MATERIAL FOR THE TASK:
┄┄┄┄┄┄┄┄┄┄┄┄┄┄┄┄┄┄┄┄

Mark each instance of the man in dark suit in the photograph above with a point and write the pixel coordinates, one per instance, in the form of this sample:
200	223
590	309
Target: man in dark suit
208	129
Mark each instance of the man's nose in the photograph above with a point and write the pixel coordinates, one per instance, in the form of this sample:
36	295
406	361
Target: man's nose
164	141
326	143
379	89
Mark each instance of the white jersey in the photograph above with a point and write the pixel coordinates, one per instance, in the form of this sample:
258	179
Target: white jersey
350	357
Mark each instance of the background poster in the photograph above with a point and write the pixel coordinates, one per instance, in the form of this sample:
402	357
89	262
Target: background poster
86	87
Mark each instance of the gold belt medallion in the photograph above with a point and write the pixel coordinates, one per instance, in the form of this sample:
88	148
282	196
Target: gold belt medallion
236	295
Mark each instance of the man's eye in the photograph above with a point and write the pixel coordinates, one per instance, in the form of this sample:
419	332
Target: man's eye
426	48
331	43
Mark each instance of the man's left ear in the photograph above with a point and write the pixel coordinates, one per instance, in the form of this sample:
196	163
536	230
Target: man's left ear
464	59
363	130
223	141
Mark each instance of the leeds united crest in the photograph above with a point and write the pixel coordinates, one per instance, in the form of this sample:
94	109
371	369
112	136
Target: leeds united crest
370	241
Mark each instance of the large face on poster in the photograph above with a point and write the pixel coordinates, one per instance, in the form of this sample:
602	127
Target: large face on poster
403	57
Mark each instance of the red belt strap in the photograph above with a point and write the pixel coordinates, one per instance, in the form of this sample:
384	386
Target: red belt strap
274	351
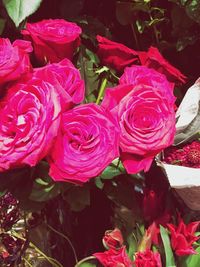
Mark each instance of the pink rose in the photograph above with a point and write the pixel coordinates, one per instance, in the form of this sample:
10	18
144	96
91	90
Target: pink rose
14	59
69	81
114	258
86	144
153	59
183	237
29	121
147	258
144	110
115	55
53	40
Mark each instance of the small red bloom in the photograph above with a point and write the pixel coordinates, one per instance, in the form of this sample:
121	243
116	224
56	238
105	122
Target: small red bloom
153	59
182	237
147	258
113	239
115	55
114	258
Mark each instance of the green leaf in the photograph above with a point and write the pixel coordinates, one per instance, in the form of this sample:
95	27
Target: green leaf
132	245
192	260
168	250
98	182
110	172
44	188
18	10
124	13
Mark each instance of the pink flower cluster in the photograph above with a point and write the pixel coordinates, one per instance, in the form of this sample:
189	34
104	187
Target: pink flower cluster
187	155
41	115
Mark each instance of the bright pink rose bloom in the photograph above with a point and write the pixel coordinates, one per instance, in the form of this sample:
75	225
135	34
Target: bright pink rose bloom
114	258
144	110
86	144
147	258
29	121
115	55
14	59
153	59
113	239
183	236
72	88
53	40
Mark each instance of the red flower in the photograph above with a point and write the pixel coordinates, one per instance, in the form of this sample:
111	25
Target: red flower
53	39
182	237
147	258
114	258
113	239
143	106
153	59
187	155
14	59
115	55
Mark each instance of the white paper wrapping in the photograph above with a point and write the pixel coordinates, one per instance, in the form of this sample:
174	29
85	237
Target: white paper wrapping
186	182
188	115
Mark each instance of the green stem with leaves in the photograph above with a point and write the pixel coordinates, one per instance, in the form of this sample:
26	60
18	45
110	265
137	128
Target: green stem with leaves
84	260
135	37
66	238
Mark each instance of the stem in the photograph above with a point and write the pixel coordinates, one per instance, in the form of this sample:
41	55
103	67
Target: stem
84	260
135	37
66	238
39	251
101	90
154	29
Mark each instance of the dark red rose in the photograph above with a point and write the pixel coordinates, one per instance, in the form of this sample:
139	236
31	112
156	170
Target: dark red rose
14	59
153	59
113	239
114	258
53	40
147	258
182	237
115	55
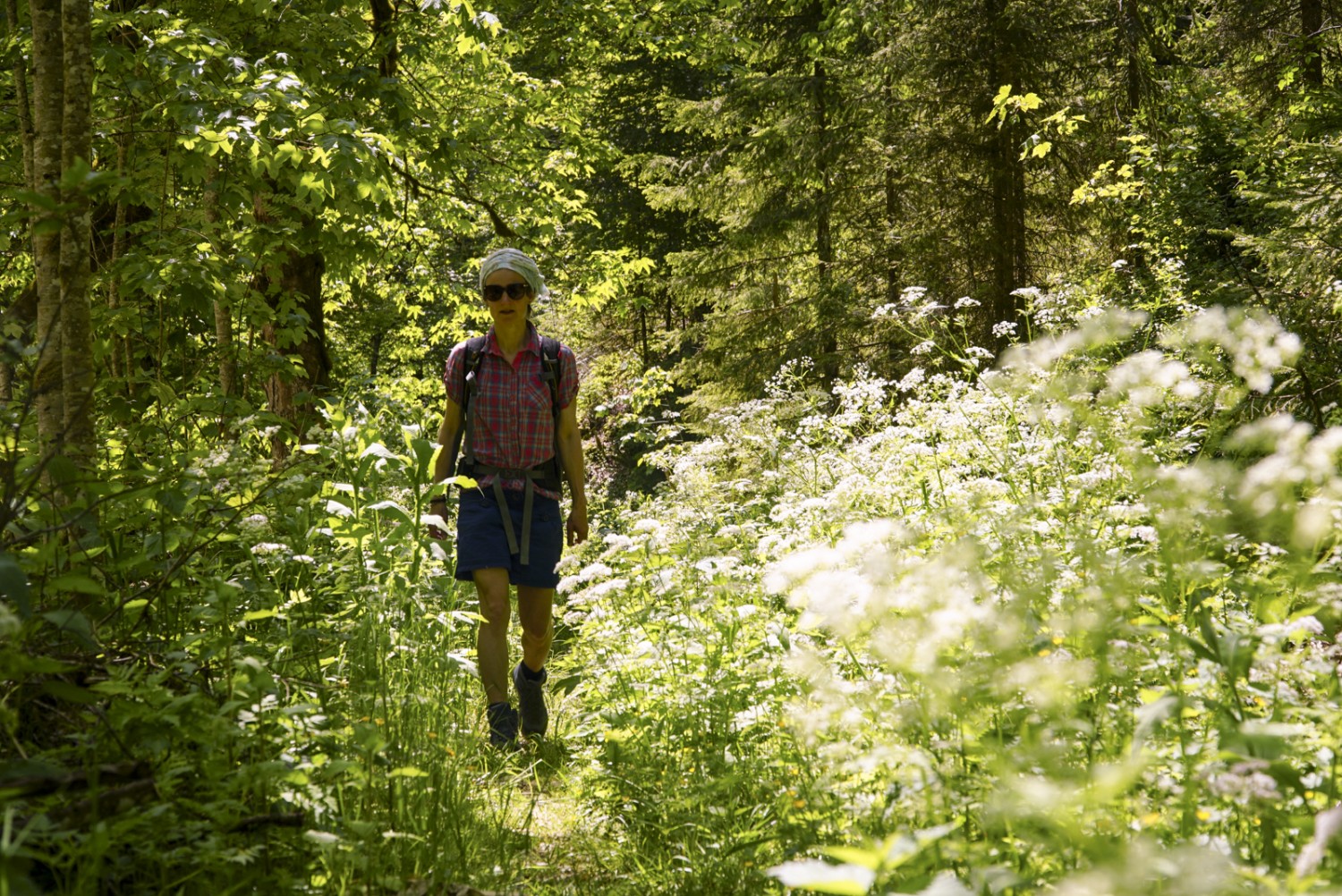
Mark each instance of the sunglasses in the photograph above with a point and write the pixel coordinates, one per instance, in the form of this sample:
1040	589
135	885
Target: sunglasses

┄┄┄┄┄┄┄┄┄┄┄┄┄┄┄┄┄┄┄┄

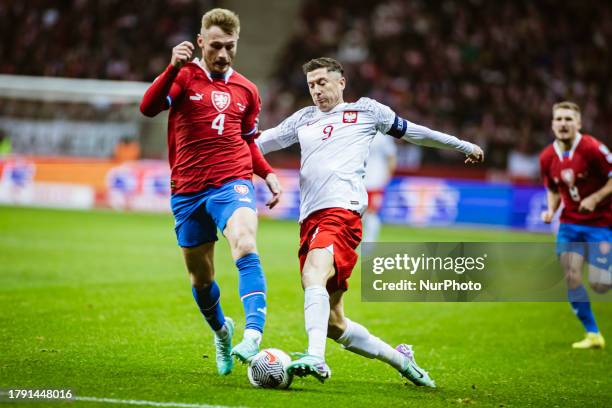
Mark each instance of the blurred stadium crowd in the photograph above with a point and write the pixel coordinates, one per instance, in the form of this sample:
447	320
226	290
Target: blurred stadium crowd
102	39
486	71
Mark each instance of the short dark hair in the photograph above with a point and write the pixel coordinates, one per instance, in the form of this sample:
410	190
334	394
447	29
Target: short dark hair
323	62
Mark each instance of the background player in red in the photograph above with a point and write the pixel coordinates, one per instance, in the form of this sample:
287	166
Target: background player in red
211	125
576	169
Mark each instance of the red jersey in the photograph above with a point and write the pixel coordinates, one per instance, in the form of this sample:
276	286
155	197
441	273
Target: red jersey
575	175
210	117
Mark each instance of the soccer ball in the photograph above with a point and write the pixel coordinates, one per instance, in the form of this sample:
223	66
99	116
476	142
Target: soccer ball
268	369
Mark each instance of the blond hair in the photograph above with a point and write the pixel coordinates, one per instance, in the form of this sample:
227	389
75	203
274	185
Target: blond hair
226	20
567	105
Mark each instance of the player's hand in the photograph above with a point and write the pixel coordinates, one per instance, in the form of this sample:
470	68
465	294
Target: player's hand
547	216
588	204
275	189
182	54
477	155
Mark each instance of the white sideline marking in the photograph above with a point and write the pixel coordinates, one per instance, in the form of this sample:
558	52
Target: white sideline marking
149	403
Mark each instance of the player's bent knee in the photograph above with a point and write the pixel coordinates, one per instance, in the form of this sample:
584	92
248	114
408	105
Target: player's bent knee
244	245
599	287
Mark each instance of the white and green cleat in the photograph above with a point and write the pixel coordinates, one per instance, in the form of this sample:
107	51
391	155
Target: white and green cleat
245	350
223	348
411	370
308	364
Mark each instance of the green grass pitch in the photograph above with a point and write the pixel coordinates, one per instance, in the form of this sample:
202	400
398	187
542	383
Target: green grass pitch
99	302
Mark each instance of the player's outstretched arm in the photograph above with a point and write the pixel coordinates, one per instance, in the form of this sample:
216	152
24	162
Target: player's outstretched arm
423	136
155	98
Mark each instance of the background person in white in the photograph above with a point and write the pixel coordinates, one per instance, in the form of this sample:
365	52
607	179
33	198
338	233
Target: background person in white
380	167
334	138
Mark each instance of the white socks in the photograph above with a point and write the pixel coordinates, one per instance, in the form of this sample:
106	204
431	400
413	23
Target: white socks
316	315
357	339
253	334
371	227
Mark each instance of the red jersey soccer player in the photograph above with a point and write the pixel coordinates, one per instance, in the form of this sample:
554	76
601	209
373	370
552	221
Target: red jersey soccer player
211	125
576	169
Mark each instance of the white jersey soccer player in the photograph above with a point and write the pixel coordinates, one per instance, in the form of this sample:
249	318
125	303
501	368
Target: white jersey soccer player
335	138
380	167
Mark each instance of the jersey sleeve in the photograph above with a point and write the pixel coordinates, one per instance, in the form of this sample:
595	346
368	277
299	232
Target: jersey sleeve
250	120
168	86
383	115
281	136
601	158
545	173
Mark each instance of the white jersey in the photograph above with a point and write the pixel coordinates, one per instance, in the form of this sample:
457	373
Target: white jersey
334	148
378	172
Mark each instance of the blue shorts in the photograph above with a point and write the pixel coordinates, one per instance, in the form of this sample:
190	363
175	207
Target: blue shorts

┄┄┄┄┄┄┄┄┄┄┄┄┄┄┄┄┄┄┄┄

WHAT YOU HAVE TO DO:
This task needs one value: the number of lines in the material above that contain the word "sunglasses".

EXERCISE ANSWER:
2